(Point annotations for photos)
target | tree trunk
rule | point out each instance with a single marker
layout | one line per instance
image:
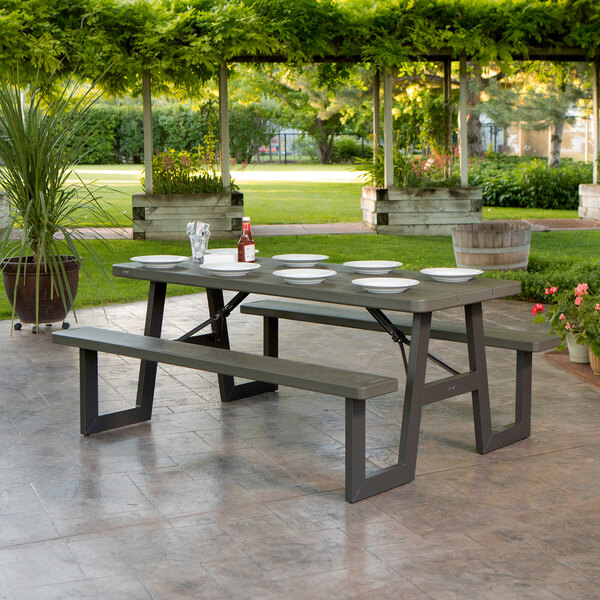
(324, 139)
(474, 143)
(556, 133)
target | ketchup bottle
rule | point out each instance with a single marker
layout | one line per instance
(246, 247)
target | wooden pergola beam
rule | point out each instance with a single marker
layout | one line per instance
(462, 124)
(388, 131)
(376, 112)
(224, 127)
(535, 53)
(148, 144)
(596, 121)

### Exercise description
Copy every line of the records above word for word, leaving out the pictures.

### Answer to the problem
target | tree trunk
rule | point out each instance with a single marker
layout | one line per instance
image:
(324, 139)
(474, 143)
(556, 133)
target | ketchup bottle
rule | point out each instance with a single marker
layout | one line per instance
(246, 247)
target | wooden pergola beam
rule | point out each instance with a single marker
layout | one line per instance
(462, 124)
(388, 131)
(376, 112)
(224, 127)
(535, 53)
(148, 144)
(596, 121)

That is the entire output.